Task requirements:
Extend the passage on Lorca's musical legacy, picking up right after its final sentence.

A focus on the interactions between musical and poetic meanings can shed light on the cultural reception of a poet, like Lorca, who has inspired music in a wide variety of contexts. In cases where a poet has not inspired very much music, the insight gained into his or her reception might be relatively meager. With Lorca, however, there is a large enough corpus to allow for generalizations about the larger patterns of resonance in his musical afterlife—broader tendencies that reveal why Lorca is such a pivotal figure, not just in Spanish literature, but also in other cultural contexts. What, then, are the issues at stake in Lorca’s musical legacy? Lorca, I will argue, is an object of desire for musicians precisely because of his relation to forms of Spanish vernacular music that have long been enveloped in a mystique.

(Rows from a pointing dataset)
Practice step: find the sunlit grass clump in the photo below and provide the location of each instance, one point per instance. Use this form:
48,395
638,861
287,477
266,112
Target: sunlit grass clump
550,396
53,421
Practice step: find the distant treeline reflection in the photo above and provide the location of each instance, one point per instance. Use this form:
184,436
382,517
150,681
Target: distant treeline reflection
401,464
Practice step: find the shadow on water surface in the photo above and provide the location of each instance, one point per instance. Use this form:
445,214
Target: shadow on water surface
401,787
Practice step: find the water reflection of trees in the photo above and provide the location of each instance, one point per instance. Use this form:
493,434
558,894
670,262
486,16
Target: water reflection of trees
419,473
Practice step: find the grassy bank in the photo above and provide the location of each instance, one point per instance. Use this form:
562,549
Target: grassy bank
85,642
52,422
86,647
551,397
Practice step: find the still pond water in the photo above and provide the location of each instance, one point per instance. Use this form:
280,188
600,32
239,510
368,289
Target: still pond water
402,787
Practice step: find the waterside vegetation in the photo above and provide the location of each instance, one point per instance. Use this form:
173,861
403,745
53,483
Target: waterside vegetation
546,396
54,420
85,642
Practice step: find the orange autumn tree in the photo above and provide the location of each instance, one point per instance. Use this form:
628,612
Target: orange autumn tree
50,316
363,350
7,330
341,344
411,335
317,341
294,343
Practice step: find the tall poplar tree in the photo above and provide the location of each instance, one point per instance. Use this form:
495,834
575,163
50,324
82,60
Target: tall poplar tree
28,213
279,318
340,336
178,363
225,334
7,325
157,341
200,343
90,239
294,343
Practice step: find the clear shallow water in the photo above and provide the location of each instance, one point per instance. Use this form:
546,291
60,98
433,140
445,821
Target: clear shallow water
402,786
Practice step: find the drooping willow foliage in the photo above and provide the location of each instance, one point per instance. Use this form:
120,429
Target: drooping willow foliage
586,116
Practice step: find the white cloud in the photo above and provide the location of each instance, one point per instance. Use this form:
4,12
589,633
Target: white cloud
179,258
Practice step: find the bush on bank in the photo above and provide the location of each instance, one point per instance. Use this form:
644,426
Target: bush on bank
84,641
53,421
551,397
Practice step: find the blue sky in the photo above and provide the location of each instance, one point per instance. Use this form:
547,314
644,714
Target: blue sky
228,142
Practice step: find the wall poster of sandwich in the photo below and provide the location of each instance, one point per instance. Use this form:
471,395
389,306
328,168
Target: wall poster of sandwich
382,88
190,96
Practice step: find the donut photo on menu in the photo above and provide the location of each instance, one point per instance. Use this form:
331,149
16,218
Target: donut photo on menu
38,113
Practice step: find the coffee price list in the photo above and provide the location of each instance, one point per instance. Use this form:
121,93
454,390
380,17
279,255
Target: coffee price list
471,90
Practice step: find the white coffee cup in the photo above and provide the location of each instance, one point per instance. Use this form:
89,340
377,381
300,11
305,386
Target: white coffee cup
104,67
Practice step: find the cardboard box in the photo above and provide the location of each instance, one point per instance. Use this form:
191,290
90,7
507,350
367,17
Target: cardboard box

Task output:
Tuesday, December 17, 2019

The sabbatical begins

Chapter 1
Lorca: The Musical Imagination
This is not a book about Federico García Lorca’s own extensive musical activities, but about the many works of music he has inspired after his political assassination, in 1936, at the beginning of the Spanish Civil War. I have devoted two previous volumes, Apocryphal Lorca (2009) and Lorca’s Legacy (2019), to the literary and cultural legacy of this central figure of modern Spanish literature. A study of his musical influence, in my view, is a logical extension of these other projects. In fact, the critical problems of interest to me here are similar, even when the materials and methodologies might vary.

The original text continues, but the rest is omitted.